## PROBLEM REQUIREMENTS:
Find the line containing "Target: church spire" in the records below. Copy exactly that line and each one after it, ending at the line containing "Place one keypoint on each instance of the stone steps, using", and nothing more.

## SOURCE DATA:

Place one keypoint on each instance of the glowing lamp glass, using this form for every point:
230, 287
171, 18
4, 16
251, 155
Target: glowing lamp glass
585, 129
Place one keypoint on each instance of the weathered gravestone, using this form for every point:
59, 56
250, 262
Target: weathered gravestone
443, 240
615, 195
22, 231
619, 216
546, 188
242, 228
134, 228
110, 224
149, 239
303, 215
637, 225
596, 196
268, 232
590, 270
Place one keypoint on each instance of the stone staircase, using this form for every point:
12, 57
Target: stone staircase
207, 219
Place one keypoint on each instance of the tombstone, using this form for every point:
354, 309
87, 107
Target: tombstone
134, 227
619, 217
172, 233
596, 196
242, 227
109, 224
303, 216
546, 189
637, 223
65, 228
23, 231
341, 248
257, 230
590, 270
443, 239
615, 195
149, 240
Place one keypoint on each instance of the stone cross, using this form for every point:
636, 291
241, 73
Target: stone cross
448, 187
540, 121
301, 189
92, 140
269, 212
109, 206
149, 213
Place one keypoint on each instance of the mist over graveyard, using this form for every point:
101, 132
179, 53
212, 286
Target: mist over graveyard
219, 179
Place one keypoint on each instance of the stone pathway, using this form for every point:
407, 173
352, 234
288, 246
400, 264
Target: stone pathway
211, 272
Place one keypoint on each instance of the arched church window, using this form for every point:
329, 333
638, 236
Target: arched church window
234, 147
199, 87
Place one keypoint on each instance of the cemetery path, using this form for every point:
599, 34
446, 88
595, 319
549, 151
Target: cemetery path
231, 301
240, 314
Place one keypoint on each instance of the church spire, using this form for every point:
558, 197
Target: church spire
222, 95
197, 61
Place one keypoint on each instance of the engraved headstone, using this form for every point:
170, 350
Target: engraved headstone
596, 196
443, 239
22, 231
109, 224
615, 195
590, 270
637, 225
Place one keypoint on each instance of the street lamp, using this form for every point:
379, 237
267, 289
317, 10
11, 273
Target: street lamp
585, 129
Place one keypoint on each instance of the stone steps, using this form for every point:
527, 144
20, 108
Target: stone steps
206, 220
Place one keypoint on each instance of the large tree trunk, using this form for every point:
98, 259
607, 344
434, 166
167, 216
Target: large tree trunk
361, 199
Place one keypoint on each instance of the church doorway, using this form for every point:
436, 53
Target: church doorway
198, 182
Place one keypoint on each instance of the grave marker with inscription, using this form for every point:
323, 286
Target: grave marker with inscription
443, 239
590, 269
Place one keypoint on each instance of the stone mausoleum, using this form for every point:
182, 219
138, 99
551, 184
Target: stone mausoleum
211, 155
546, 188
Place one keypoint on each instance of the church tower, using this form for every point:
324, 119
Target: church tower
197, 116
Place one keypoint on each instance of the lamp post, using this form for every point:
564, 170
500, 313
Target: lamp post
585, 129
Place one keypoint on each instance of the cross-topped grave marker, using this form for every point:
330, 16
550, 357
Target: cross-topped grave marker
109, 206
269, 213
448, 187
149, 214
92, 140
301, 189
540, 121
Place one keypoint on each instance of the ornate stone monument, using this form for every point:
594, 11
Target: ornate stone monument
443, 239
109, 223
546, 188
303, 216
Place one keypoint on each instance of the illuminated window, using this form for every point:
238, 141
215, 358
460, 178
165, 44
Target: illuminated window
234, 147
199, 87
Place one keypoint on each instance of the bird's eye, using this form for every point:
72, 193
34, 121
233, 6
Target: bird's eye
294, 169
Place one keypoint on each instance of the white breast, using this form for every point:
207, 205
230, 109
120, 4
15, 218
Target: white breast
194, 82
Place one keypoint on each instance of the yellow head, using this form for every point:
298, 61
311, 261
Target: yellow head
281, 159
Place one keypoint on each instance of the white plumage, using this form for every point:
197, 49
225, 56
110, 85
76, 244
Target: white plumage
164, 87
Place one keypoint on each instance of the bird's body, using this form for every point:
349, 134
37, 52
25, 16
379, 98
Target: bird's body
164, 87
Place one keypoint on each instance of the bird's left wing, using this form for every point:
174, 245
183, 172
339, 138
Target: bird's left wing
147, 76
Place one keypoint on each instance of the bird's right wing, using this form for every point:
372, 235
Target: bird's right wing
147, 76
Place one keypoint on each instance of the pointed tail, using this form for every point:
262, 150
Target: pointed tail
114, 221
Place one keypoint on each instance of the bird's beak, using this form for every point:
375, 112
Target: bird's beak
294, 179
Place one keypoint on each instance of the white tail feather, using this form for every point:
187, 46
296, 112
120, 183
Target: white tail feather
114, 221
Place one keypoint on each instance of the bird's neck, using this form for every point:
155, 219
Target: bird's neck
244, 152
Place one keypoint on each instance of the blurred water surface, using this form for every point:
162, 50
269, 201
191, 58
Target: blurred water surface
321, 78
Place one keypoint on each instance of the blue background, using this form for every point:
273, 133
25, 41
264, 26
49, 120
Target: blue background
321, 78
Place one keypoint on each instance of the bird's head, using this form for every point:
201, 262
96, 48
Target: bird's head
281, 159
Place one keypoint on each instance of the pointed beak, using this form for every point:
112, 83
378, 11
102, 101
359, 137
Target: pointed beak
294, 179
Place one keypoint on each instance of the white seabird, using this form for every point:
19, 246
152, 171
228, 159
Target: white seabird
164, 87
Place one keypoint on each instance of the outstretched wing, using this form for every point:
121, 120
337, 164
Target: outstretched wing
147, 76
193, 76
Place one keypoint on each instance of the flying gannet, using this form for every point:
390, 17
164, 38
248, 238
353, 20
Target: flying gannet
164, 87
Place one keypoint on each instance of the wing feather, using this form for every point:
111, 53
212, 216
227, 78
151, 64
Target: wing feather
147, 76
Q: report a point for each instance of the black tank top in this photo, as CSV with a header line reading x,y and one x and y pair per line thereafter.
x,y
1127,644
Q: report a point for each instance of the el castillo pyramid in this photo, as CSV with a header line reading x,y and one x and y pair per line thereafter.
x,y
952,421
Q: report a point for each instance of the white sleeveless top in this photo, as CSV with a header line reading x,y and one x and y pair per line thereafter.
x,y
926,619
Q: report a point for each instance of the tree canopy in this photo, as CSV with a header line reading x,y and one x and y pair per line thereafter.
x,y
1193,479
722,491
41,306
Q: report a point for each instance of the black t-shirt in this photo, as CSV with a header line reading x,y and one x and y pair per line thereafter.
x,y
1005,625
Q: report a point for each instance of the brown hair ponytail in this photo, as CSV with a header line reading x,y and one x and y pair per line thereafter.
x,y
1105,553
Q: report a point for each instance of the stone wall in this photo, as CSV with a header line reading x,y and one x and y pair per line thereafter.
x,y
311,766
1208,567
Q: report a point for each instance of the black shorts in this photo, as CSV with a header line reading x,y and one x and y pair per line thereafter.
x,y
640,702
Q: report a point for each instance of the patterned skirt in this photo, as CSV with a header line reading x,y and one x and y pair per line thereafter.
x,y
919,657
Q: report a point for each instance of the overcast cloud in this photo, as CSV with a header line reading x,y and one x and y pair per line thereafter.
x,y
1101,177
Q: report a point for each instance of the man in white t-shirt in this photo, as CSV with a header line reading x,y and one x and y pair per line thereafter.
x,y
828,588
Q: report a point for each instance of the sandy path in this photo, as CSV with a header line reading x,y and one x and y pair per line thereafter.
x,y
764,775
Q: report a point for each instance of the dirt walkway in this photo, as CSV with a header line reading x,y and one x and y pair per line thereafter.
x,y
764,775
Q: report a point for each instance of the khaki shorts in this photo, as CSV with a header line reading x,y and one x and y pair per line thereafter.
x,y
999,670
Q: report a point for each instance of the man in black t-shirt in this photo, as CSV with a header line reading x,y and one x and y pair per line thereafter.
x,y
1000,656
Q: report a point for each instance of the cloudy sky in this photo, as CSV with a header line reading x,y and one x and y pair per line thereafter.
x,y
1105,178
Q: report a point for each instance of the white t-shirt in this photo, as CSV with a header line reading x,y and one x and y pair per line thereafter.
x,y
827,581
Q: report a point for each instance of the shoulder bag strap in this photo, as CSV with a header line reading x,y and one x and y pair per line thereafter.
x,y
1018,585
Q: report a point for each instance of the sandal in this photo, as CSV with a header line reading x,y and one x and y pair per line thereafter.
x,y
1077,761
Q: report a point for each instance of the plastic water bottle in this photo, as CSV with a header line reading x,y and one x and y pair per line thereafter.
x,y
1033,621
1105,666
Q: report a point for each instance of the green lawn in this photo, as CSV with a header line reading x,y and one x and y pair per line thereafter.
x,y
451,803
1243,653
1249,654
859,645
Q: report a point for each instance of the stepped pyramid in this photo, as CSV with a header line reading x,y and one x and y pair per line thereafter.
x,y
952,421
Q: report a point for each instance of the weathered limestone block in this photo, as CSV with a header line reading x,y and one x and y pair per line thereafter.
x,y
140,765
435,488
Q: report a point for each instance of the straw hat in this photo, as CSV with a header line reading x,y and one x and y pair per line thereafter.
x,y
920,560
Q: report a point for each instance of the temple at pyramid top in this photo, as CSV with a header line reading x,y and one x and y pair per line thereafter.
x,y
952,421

## RESPONSE AREA:
Target: church spire
222, 95
197, 61
Place one keypoint on each instance of the engraved headstone, using this form for every point:
170, 350
Target: engraved headstone
596, 196
443, 239
22, 231
109, 224
615, 195
590, 270
637, 225
Place one keypoint on each instance of the street lamp, using this form for every point:
379, 237
267, 289
317, 10
11, 273
Target: street lamp
585, 129
Place one keypoint on each instance of the stone steps, using this form for every point:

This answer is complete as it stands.